= REQUIRED ACTION =
List each term that the abstract on the LKB1-mitochondria axis introduces together with an abbreviation in parentheses, and give both the full term and the abbreviation.

An LKB1-mitochondria axis controls TH17 effector function

CD4⁺ T cell differentiation requires metabolic reprogramming to fulfil the bioenergetic demands of proliferation and effector function, and enforce specific transcriptional programmes^1-3. Mitochondrial membrane dynamics sustains mitochondrial processes⁴, including respiration and tricarboxylic acid (TCA) cycle metabolism⁵, but whether mitochondrial membrane remodelling orchestrates CD4⁺ T cell differentiation remains unclear. Here we show that unlike other CD4⁺ T cell subsets, T helper 17 (T_H17) cells have fused mitochondria with tight cristae. T cell-specific deletion of optic atrophy 1 (OPA1), which regulates inner mitochondrial membrane fusion and cristae morphology⁶, revealed that T_H17 cells require OPA1 for its control of the TCA cycle, rather than respiration. OPA1 deletion amplifies glutamine oxidation, leading to impaired NADH/NAD⁺ balance and accumulation of TCA cycle metabolites and 2-hydroxyglutarate-a metabolite that influences the epigenetic landscape^5,7. Our multi-omics approach revealed that the serine/threonine kinase liver-associated kinase B1 (LKB1) couples mitochondrial function to cytokine expression in T_H17 cells by regulating TCA cycle metabolism and transcriptional remodelling. Mitochondrial membrane disruption activates LKB1, which restrains IL-17 expression. LKB1 deletion restores IL-17 expression in T_H17 cells with disrupted mitochondrial membranes, rectifying aberrant TCA cycle glutamine flux, balancing NADH/NAD⁺ and preventing 2-hydroxyglutarate production from the promiscuous activity of the serine biosynthesis Enzyme phosphoglycerate dehydrogenase (PHGDH). These findings identify OPA1 as a major determinant of T_H17 cell function, and uncover LKB1 as a sensor linking mitochondrial cues to effector programmes in T_H17 cells.

= RECORD EXCERPTS =

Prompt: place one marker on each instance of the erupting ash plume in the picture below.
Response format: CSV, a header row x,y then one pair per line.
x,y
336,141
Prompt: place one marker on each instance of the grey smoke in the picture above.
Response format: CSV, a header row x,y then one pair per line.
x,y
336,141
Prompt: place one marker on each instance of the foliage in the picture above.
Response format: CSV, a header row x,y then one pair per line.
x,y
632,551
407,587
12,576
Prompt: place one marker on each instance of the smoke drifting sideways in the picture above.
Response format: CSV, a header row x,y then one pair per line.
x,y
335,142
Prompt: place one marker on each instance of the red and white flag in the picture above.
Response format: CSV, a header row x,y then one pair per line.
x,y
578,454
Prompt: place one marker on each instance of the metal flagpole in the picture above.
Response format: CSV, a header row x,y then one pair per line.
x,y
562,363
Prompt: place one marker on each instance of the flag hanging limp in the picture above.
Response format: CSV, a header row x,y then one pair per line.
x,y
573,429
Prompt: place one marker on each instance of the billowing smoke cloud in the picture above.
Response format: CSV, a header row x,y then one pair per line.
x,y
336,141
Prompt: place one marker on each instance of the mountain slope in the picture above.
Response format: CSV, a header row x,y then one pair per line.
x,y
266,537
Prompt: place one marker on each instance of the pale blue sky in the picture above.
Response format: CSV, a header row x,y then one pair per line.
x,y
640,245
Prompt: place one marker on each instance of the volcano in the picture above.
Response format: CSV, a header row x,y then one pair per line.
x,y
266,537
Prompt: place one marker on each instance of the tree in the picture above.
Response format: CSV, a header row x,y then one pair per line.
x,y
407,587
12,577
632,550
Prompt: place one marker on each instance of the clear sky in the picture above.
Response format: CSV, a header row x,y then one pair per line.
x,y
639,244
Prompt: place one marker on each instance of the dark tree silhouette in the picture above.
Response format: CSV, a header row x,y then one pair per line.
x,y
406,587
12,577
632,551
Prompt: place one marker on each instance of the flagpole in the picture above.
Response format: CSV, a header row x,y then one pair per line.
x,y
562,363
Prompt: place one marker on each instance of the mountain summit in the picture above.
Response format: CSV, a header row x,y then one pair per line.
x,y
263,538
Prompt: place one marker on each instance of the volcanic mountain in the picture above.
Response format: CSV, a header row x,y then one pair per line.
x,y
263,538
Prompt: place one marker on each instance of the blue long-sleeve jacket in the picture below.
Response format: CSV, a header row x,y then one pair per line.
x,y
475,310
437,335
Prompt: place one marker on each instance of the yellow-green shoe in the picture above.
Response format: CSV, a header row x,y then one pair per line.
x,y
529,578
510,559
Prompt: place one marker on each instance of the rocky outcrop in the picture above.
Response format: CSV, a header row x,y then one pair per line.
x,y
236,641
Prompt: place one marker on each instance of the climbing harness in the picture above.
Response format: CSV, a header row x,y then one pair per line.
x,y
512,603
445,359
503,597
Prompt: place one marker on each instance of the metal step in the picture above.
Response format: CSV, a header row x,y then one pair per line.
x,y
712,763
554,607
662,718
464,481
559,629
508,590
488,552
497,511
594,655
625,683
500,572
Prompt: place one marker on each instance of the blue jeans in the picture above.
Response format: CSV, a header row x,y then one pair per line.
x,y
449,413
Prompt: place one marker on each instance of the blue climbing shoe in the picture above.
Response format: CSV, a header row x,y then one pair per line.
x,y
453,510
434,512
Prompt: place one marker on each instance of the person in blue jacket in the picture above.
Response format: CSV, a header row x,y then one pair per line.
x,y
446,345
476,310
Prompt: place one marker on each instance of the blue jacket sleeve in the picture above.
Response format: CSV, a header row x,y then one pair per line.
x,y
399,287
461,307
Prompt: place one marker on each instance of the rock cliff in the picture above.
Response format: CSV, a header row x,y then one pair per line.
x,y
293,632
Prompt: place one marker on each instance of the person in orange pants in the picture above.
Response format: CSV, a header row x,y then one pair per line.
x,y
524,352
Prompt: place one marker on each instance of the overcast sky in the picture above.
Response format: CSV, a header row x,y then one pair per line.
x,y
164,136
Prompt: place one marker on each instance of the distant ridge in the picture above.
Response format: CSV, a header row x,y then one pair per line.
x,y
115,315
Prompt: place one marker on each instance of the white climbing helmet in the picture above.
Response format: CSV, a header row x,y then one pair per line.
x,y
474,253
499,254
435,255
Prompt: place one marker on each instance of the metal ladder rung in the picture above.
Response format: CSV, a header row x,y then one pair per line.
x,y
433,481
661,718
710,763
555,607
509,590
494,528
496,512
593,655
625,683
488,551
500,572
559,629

= TASK SOLUTION =
- tricarboxylic acid (TCA)
- T helper 17 (TH17)
- optic atrophy 1 (OPA1)
- liver-associated kinase B1 (LKB1)
- phosphoglycerate dehydrogenase (PHGDH)